Short task
Starting at the line that contains "[point] window pane", restate each line word for word through the final line of the data, keeping both ends.

** begin Data shown **

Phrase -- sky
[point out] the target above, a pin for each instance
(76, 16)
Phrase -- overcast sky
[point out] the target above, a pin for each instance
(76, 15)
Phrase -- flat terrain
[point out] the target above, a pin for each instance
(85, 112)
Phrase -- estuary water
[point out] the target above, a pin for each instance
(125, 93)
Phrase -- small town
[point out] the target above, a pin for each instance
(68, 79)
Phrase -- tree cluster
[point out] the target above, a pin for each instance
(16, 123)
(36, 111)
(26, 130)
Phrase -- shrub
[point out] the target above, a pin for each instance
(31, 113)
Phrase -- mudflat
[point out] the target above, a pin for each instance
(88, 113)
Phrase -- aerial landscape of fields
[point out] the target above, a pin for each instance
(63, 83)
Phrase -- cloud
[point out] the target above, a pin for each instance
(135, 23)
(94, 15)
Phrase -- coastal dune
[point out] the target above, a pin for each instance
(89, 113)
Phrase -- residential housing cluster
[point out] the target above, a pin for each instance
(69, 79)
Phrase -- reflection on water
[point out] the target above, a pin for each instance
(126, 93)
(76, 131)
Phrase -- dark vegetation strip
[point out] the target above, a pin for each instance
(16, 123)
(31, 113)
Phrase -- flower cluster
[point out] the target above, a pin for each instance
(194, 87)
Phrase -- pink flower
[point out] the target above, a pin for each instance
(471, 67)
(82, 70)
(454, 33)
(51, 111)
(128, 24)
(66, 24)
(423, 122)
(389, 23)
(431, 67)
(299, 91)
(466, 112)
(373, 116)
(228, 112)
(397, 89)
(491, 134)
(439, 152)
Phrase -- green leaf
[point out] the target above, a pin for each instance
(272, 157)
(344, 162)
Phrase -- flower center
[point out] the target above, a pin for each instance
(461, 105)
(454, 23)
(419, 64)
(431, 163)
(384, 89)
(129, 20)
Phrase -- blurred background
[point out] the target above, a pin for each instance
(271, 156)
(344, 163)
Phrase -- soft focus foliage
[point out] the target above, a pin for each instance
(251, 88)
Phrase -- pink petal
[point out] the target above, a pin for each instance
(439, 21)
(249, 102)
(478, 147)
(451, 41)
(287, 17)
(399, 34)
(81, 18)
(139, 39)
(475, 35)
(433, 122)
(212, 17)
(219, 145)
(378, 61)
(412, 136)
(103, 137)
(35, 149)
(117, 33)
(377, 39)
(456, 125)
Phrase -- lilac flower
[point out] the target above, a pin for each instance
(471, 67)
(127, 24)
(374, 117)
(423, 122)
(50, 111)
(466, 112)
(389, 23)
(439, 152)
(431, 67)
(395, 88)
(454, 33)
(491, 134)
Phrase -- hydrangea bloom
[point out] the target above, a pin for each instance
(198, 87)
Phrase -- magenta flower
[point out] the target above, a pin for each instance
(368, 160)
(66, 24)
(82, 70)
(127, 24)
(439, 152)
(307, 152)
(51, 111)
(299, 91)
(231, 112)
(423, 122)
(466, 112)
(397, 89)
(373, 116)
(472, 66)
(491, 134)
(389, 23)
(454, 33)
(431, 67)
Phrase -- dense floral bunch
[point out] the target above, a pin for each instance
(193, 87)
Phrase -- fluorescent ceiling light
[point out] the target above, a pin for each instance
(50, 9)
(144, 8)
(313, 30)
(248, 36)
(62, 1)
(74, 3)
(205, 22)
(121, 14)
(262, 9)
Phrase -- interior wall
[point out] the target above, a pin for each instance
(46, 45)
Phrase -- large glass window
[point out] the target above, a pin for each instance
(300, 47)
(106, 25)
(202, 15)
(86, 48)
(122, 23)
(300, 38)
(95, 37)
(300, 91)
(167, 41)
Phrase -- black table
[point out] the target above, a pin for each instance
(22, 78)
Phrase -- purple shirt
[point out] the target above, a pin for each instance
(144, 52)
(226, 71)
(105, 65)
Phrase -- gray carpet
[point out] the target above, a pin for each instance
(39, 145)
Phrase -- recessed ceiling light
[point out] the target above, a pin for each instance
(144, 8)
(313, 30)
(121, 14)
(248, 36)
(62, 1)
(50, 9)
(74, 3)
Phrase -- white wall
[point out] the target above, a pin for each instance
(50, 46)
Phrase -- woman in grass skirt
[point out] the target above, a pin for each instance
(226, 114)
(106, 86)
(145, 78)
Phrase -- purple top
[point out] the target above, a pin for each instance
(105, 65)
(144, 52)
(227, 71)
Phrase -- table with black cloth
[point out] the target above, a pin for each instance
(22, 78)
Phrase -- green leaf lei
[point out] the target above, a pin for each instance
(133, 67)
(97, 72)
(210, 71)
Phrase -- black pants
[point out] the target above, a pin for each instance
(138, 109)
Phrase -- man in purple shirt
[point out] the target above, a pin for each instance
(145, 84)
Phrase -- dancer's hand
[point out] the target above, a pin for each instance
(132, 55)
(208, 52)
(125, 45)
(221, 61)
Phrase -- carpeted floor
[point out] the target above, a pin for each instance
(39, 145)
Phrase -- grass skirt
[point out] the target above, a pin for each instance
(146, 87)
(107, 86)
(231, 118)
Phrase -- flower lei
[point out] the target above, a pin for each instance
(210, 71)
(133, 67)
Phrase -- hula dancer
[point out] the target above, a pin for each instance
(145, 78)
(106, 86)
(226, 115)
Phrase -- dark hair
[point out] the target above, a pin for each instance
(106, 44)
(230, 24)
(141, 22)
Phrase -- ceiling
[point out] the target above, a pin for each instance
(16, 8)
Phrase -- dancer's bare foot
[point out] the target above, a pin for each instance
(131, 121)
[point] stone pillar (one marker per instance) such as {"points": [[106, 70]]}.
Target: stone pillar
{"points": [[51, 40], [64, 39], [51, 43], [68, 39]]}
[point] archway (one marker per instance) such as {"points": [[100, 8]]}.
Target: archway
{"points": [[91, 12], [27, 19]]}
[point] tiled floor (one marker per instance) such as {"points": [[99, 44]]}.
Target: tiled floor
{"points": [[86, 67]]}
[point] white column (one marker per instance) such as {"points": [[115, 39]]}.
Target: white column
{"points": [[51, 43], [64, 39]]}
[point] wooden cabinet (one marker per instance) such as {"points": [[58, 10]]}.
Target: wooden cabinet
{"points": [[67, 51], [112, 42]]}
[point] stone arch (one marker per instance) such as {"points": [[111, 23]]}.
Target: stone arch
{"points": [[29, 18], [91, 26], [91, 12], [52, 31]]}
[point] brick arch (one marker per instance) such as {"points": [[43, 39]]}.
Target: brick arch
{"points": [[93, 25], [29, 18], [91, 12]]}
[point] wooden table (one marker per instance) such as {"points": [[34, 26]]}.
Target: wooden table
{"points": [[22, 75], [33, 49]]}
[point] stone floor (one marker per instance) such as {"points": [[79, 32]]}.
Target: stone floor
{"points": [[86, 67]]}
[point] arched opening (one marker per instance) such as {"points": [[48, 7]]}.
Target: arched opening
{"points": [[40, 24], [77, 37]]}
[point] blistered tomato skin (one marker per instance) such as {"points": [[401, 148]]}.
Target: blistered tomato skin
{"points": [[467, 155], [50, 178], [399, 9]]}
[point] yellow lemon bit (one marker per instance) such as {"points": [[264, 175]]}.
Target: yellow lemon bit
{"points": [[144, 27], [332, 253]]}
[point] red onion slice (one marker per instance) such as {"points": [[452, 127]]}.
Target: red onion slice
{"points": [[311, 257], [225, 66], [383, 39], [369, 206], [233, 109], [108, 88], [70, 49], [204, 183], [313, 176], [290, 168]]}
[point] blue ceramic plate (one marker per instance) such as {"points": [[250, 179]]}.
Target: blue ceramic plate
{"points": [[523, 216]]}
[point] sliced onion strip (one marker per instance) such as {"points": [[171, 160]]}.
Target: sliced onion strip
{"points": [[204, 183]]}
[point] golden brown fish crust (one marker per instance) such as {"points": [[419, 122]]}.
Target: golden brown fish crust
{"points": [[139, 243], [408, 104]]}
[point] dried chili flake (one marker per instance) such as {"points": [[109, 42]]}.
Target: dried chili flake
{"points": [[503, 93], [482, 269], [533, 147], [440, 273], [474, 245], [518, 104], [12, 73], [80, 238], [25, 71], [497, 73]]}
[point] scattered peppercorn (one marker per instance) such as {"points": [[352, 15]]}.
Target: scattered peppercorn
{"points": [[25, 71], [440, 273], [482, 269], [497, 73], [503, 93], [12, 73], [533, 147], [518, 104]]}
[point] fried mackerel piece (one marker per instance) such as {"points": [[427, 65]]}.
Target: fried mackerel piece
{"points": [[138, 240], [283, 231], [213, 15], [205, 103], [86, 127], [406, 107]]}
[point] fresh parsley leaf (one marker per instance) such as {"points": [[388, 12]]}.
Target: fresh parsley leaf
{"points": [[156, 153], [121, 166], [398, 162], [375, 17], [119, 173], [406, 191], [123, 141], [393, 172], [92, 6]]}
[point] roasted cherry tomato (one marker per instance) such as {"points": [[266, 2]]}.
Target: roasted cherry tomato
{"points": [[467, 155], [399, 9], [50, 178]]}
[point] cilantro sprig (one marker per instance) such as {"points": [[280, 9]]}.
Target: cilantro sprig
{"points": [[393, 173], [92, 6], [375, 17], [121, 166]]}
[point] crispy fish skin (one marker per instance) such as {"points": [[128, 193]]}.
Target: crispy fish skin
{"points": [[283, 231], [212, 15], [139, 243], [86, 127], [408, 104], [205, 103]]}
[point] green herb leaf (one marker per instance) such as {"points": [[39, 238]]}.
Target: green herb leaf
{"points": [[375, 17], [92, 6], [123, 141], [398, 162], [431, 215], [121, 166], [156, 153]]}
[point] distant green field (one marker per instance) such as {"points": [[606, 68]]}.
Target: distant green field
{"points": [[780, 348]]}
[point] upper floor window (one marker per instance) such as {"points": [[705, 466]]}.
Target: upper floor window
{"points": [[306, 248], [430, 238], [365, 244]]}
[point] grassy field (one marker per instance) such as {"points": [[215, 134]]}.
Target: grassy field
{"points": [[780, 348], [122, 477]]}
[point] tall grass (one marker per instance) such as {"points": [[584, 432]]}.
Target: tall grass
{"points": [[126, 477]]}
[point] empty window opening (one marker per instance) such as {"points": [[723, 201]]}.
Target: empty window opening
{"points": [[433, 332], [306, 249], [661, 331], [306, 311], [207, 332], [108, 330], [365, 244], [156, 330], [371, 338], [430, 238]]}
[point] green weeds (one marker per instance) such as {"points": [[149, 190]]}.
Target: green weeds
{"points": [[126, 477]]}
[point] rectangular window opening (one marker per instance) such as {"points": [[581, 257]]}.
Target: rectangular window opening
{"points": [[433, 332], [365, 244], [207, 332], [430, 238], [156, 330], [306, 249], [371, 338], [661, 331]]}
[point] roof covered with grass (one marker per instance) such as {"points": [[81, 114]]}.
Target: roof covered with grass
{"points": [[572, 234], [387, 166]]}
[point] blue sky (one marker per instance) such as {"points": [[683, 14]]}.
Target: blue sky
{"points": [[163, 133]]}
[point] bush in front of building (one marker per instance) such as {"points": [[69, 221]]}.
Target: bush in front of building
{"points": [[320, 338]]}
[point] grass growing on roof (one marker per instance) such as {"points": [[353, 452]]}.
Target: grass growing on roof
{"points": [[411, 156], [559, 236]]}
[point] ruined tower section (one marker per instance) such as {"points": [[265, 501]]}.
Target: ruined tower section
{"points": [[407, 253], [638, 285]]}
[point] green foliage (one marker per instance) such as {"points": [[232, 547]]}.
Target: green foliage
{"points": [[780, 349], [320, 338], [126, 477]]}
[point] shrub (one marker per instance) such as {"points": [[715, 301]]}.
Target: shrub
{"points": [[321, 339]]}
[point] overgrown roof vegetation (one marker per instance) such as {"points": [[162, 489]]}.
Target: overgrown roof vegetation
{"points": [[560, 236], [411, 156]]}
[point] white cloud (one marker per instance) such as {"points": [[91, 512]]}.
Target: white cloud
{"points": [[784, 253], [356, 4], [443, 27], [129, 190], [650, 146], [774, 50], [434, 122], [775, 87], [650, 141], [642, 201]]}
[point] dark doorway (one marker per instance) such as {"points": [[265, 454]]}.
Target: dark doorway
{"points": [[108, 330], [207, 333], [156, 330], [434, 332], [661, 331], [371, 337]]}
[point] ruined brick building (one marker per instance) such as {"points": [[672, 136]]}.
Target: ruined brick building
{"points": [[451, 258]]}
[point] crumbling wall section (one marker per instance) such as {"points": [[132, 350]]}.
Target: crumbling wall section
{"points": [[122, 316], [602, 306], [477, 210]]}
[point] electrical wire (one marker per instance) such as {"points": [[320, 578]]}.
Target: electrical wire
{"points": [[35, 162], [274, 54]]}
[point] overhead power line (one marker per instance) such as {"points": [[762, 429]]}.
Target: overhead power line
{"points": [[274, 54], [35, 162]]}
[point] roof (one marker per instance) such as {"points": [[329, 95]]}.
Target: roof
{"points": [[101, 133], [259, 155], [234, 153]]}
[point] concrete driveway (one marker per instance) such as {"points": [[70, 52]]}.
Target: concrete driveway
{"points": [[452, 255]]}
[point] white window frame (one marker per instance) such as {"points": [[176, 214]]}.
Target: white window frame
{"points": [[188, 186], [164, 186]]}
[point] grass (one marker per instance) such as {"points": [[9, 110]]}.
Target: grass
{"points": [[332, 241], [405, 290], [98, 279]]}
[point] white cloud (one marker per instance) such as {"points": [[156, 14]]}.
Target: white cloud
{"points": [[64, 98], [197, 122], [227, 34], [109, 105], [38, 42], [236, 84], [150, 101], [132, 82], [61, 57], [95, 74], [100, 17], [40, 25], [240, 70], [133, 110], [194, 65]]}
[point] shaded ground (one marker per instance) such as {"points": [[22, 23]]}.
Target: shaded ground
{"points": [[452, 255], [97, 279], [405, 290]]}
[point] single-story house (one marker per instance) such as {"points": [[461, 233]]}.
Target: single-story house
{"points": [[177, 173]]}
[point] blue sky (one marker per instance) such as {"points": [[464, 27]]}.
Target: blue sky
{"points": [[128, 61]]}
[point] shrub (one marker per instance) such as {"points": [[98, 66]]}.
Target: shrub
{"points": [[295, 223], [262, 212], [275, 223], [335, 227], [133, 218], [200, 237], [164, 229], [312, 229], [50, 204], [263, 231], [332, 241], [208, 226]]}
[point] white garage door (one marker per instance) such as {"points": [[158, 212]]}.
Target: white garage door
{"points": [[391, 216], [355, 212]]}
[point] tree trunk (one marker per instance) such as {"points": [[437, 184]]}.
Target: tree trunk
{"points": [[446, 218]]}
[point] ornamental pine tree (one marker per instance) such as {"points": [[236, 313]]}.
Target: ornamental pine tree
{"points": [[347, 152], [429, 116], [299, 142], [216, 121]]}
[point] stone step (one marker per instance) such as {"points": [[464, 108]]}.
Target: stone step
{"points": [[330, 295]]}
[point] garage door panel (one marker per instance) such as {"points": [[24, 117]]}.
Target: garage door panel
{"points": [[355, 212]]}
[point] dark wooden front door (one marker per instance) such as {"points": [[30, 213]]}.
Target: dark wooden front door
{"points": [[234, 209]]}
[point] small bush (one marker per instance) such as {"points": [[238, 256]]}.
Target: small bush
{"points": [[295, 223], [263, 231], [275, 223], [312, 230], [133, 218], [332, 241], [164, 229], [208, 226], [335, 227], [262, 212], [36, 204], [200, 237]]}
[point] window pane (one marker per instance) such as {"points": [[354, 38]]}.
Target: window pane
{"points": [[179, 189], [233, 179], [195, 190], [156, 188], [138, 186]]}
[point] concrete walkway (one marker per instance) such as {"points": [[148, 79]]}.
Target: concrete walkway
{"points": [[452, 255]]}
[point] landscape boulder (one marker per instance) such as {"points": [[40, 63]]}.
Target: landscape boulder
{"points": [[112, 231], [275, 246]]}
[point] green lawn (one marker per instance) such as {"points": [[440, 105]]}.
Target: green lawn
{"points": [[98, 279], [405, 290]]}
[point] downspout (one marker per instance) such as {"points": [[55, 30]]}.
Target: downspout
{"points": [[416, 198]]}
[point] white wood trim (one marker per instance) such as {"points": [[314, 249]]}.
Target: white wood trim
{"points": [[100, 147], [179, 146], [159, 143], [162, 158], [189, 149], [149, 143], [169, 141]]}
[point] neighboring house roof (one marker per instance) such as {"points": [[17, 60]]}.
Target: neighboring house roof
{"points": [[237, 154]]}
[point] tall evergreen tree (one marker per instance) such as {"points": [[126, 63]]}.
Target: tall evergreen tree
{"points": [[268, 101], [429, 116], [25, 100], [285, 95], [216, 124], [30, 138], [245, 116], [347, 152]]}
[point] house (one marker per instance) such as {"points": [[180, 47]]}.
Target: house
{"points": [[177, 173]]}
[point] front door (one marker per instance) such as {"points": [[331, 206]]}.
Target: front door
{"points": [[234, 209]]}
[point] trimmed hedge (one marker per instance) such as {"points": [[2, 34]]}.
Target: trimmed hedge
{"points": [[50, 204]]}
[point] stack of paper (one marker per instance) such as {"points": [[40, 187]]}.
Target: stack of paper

** end Data shown **

Written solution
[point] window pane (one marker per instance) such as {"points": [[354, 38]]}.
Target: window pane
{"points": [[179, 189], [233, 179], [195, 190], [156, 188], [138, 186]]}
[point] concrete walkway (one marker per instance) such as {"points": [[148, 79]]}.
Target: concrete walkway
{"points": [[452, 255]]}
[point] landscape boulder (one marker per instance) such as {"points": [[40, 63]]}.
Target: landscape boulder
{"points": [[112, 231], [275, 246]]}
[point] green lawn (one marker per instance) such as {"points": [[440, 105]]}.
Target: green lawn
{"points": [[98, 279], [405, 290]]}
[point] downspout (one marker per instance) such as {"points": [[55, 30]]}.
Target: downspout
{"points": [[416, 198]]}
[point] white wood trim (one marker per instance) such as {"points": [[314, 249]]}.
Target: white wood trim
{"points": [[100, 147], [179, 146], [159, 143], [162, 158], [189, 149], [149, 143], [169, 141]]}
[point] neighboring house roof (one marker per instance) such as {"points": [[17, 60]]}.
Target: neighboring house roof
{"points": [[237, 154]]}
[point] tall evergreen tree (one marker per instance) such as {"points": [[126, 63]]}.
Target: tall evergreen tree
{"points": [[268, 101], [429, 116], [25, 100], [285, 95], [216, 124], [30, 138], [245, 116], [347, 152]]}
[point] house (one marker per instance) such as {"points": [[180, 47]]}.
Target: house
{"points": [[177, 173]]}
[point] front door (one marker per instance) such as {"points": [[331, 206]]}.
Target: front door
{"points": [[234, 209]]}
[point] trimmed hedge (one marker per instance) such as {"points": [[2, 34]]}.
Target: trimmed hedge
{"points": [[50, 204]]}
[point] stack of paper (one marker per instance) such as {"points": [[40, 187]]}.
Target: stack of paper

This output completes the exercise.